_原文_
- - - - - - -

清末年间,一位名叫戴启明的军人,因在与洪秀全的太平军作战时屡建奇功,被清廷诰封为武德左射骑,显赫一时。

有一年,戴启明衣锦还乡,在他的故乡浙江龙游县里大宴宾客,广结乡党名士。此时,有一位喜欢附庸风雅的看相先生,为讨好射骑将军,神秘地告诉他:“敝人游遍五湖四海,发现离龙游县不远的江山县有一座仙霞岭,其外形酷似一头雄狮,横亘于闽、浙、赣之边塞。山间层峦叠嶂,脉势蜿蜒,虎踞龙盘,尤其是仙霞山麓硖口镇保安乡,更聚王者之气,得此地者必昌。”

戴启明对风水之说素来深信不疑,于是叮嘱看相先生,要他千万不要传与外人,并厚赏他十两黄金。

看相先生满心欢喜地离开后,戴启明暗忖:那家伙既得了我十两黄金,尝到甜头,必会把仙霞山的秘密告诉他人讨赏,我不如先下手为强,免得他人占了先机。

于是,戴启明立即举家从龙游县迁居江山县硖口镇保安乡。

戴启明来到保安乡,见仙霞山果然奇峰突起,古树盘根错节,千年老藤缠绕,悬崖千仞,气势非凡,对看相先生的话更加深信不疑。

自此,戴启明在保安乡安家落户。他用为官积得的大量黄金、白银广置良田、山林,大兴土木,修筑庄园,成为江山县屈指可数的大户之一。

然而,看相先生的话并没有应验,相反,因戴启明不善经营,以致坐吃山空,传到儿子戴顺旺手里时,戴家的产业只剩下土地二百余亩。

俗话说:“乍富不知新受用,乍贫难改旧家风。”虽然家业日衰,但戴家人的衣食住行仍是大家气派,到戴顺旺的儿子戴士富时,戴家只剩下几十亩山地,那些庄院、良田基本上都换成了别人的姓氏。

戴士富,字萃拔,读私塾时先生为他取名冠英。但戴士富天生不是块做学问的材料,一拿起书本就昏昏欲睡。读了几年《三字经》《女儿经》《百家姓》《朱柏庐家训》之类,别人早已倒背如流,他却结结巴巴,张冠李戴,把《三字经》和《百家姓》混为一谈,令先生啼笑皆非。

戴士富虽不是读书的料,但顽劣却很有天分,常常能想出各种出其不意、捉弄人的鬼点子,乡邻皆痛恨不已。

戴家是行伍世家。戴士富知道自己不是读书的料,从十三岁开始就弃文学武,整天拳来脚去。每天,舞刀弄枪、喊叫之声从戴家老宅门前的练武场上传出,扰得乡邻不得安宁。

- - - - - - -

_任务说明_
照着原文一字不差地抄一段:从有“清末年间,一位名叫戴启明的军”的地方开始,抄到“传与外人,并厚赏他十两黄金。”为止。

- - - - - - -

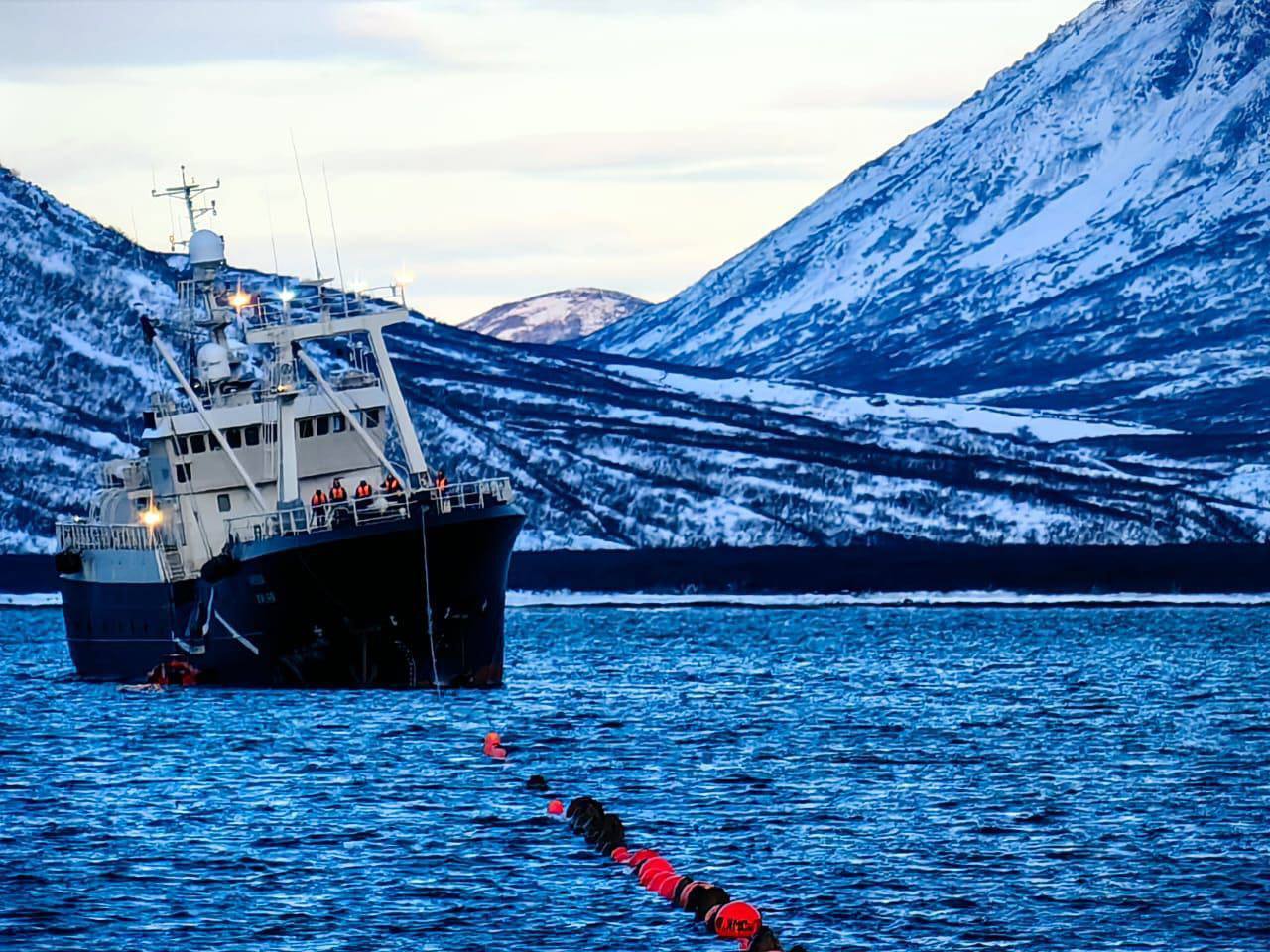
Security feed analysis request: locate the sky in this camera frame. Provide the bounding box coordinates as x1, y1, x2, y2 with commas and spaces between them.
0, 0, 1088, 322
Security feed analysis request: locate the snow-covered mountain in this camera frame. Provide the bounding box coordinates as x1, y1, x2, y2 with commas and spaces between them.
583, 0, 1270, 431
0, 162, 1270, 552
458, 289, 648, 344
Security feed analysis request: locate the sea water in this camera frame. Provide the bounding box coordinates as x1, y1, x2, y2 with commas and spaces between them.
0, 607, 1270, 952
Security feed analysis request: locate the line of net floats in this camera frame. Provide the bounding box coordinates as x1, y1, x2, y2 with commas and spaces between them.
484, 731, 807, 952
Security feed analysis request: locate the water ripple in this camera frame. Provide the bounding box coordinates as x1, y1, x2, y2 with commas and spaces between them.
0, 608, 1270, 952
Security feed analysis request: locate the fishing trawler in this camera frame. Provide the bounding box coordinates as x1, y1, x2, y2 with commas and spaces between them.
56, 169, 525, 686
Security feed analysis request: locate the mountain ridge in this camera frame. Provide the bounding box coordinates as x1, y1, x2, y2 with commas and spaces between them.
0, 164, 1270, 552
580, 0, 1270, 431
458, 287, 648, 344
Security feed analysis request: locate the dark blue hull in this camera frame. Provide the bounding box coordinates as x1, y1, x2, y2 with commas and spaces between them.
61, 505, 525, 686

- - - - - - -

_作答_
清末年间,一位名叫戴启明的军人,因在与洪秀全的太平军作战时屡建奇功,被清廷诰封为武德左射骑,显赫一时。

有一年,戴启明衣锦还乡,在他的故乡浙江龙游县里大宴宾客,广结乡党名士。此时,有一位喜欢附庸风雅的看相先生,为讨好射骑将军,神秘地告诉他:“敝人游遍五湖四海,发现离龙游县不远的江山县有一座仙霞岭,其外形酷似一头雄狮,横亘于闽、浙、赣之边塞。山间层峦叠嶂,脉势蜿蜒,虎踞龙盘,尤其是仙霞山麓硖口镇保安乡,更聚王者之气,得此地者必昌。”

戴启明对风水之说素来深信不疑,于是叮嘱看相先生,要他千万不要传与外人,并厚赏他十两黄金。